Description of the task:
Please gather each line of the records that contains the string "target". Letter case must match.

Records to use:
□ □ □ □ □ □ □

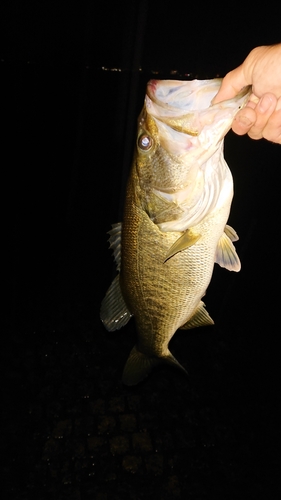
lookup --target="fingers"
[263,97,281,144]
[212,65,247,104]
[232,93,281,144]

□ □ □ □ □ □ □

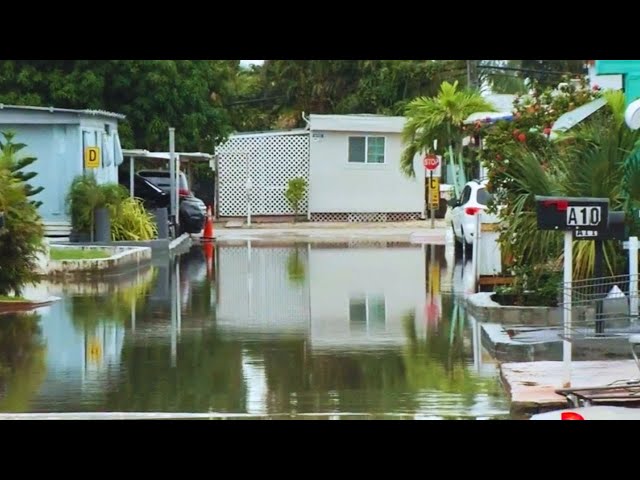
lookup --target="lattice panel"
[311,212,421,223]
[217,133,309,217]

□ □ □ □ □ □ □

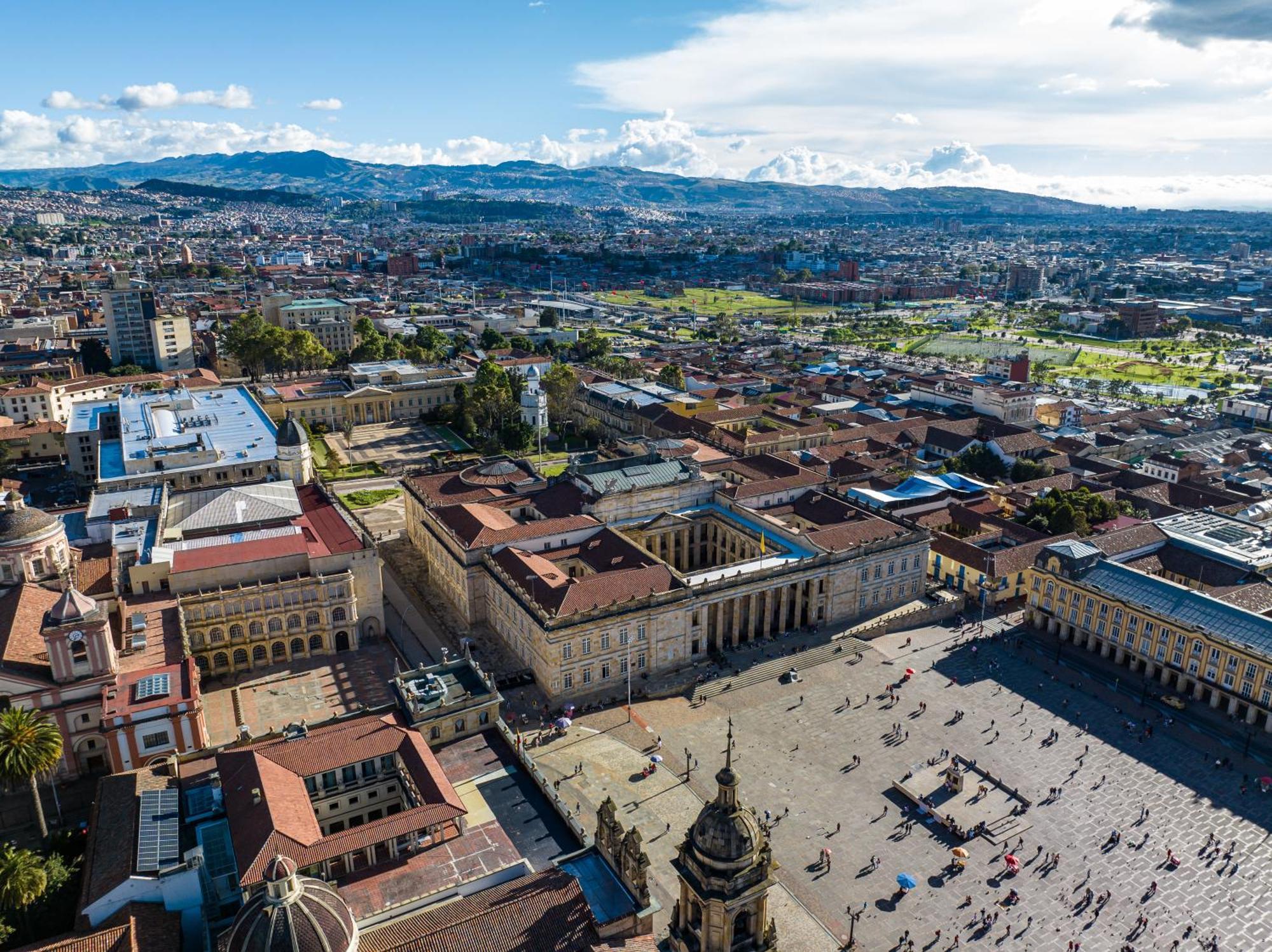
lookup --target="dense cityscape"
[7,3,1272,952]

□ □ □ □ □ □ □

Task output:
lookup --target="fingers"
lookup --target="lattice panel"
lookup --target="dense cityscape"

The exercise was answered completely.